Reading text:
▬▬▬▬▬▬▬▬▬▬

The NetScaler performs load balancing on the server side when messages are received from clients and on the client side when messages are received from servers.
Load balancing of SMPP messages by the NetScaler provides the following benefits:
- Better load distribution on servers, which translates to faster response time to end users
- Server health monitoring and better failover capabilities
- Quick and easy addition of new servers (message centers) without changing the client configuration
- High availability
Introduction to SMPP
SMPP is an application layer protocol for the transfer of short messages between External Short Message Entities (ESME), Routing Entities (RE) and Message Centers (MC) over long-lived TCP connections. It is used for sending short message service (SMS) messages between friends, contacts, and third parties such as banks (mobile banking), advertisers (mobile commerce), and directory services. Messages from an ESME (non-mobile entity) arrive at the MC, which distributes them to short message entities (SMEs) such as mobile phones. SMPP is also used by SMEs to send short messages to third parties (for example, for purchase of products, bill payment, and funds transfer). These messages arrive at the MC and are forwarded to the destination MC or ESME.
The following diagram shows the different SMPP entities: ESMEs, REs, and MCs, in a mobile network.
Architecture Overview of the Different SMPP Entities in a Mobile Network
Note: The terms client and ESME are used interchangeably throughout the document.
An ESME (client) opens a connection to the MC in one of the three modes: as a transmitter, a receiver, or a transceiver. As a transmitter, it can only submit messages for delivery. As a receiver, it can only receive messages. As a transceiver, the ESME can both submit and receives messages. The ESME sends the MC one of the three messages (also known as PDUs): bind_transmitter, bind_receiver, or bind_transceiver. The MC responds with a bind_transmitter_resp, bind_receiver_resp, or bind_transceiver_resp, as appropriate for the request.
After the connection is established, the ESME can, depending on the mode in which it is bound to the MC, send a submit_sm or data_sm message, receive a deliver_sm or data_sm message, or send and receive any of these types of messages. The ESME can also send ancillary messages, such as query_sm, replace_sm, and cancel_sm, to query the status of an earlier message delivery, replace an earlier message with a new message, or cancel an undelivered message.
If a message is not delivered because an ESME is not available or a mobile subscriber is not online, the message is queued. Later, when the MC detects that the mobile subscriber is now reachable, it sends an alert_notification PDU to the ESME over a receiver or transceiver session, requesting delivery of any queued messages.
Each request PDU has a unique sequence number. The response PDU has the same sequence number as the original request. Because message exchange over SMPP can be in asynchronous mode, an ESME or an MC can send multiple requests at a time. The sequence number plays a crucial role in returning the response in the same SMPP session. In other words, the sequence number makes request and response matching possible.

▬▬▬▬▬▬▬▬▬▬

Data provided:
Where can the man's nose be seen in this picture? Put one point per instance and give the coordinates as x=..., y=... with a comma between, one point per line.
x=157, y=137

▬▬▬▬▬▬▬▬▬▬

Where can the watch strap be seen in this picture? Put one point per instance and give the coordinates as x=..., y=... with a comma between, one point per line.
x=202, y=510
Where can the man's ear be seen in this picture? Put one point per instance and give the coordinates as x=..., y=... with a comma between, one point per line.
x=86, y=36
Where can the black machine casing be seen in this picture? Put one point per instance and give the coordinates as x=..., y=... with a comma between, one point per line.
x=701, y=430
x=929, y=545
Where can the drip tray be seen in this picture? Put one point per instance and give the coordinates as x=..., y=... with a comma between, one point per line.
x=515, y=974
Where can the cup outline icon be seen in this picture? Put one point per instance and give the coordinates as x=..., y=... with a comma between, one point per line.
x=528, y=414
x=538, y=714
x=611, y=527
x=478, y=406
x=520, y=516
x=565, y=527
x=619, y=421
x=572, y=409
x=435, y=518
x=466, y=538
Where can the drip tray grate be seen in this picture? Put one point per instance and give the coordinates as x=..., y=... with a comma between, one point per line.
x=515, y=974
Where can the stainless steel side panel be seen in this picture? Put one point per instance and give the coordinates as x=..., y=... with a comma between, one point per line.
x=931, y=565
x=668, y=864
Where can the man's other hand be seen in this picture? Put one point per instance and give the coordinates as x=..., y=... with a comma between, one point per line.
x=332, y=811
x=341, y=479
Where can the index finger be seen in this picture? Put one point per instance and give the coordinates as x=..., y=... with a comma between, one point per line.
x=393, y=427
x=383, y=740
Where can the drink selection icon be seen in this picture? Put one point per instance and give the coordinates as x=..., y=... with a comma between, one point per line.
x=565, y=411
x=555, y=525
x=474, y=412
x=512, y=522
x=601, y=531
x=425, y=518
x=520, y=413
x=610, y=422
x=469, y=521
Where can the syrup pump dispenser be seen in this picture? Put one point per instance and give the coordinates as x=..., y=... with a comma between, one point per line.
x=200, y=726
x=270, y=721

▬▬▬▬▬▬▬▬▬▬

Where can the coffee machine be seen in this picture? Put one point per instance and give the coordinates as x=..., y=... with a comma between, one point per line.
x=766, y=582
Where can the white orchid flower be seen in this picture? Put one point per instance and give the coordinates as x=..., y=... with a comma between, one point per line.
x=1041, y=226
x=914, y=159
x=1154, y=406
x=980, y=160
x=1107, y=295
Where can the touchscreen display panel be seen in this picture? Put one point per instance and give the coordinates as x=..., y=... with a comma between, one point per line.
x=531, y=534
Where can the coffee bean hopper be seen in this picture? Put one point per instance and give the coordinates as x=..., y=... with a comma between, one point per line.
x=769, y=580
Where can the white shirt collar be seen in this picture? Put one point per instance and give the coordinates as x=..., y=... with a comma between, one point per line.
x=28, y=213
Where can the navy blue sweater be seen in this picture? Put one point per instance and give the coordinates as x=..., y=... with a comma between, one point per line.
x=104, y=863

▬▬▬▬▬▬▬▬▬▬

Challenges:
(a) According to the SMPP text, why does each request PDU carry a unique sequence number? Answer in one to three sentences.
(b) Write what comes next in the SMPP text, starting after its final sentence.
The listing comes from a different source than the text.

The answers:
(a) Message exchange over SMPP can be asynchronous, so an ESME or an MC can send several requests at a time. Because the response PDU has the same sequence number as the original request, the response can be matched to its request and returned in the same SMPP session.

(b)
The following diagram shows how the traffic flow uses the various PDUs when the ESME binds as a transceiver.
Limitation:
The NetScaler appliance does not support out bound operations. That is, a message center cannot initiate an SMPP session with an ESME through the NetScaler appliance.
How SMPP Load Balancing Works on the NetScaler
An ESME (client) sends a bind message to open a connection to the NetScaler. The ADC authenticates each ESME and, if successful, responds with an appropriate message. The NetScaler establishes a connection with each message center and load balances all the messages among these message centers. When the ADC receives a message from a client, it reuses an open connection to the message center or sends a bind request to a message center if an open connection is not available.
The ADC can load balance messages originating from the clients and from the servers. It can monitor the health of the message centers and handle concatenated messages. It also provides content switching support for the message centers.
Messages Originating from the ESMEs
Each ESME must be added as a user on the NetScaler for authentication. The client establishes a TCP connection with an SMPP virtual server configured on the ADC by sending a bind request. The ADC authenticates the client and, if successful, parses the bind message. The ADC then sends the request to the message center selected by the configured load balancing method. If a connection to the message center is not available for reuse, the ADC opens a TCP connection with the message center by sending a new bind request to the message center.
Before forwarding the response (submit_sm_resp or data_sm_resp) from the message center to the client, the ADC adds a custom server ID to the message ID to identify the message center for ancillary operations, such as query, replace, or cancel requests for a message, by the client. Requests from other clients are load balanced in the same way.
In the original bind request, a client specifies the address range that it can serve. This range is used for forwarding deliver_sm or data_sm messages from the message centers to the clients.
Messages Originating from a Message Center
ESMEs that can handle a specific address range are grouped into a cluster. All the nodes in a cluster provide the same credentials. Within a cluster, only the round robin method is used for load balancing. To deliver mobile originated (MO) messages, the message center sends a deliver_sm message to the NetScaler. If a cluster that can serve the destination address range (for example, numbers starting with 998) is bound to the ADC, it selects that cluster, and then load balances the message among the ESME nodes in that cluster.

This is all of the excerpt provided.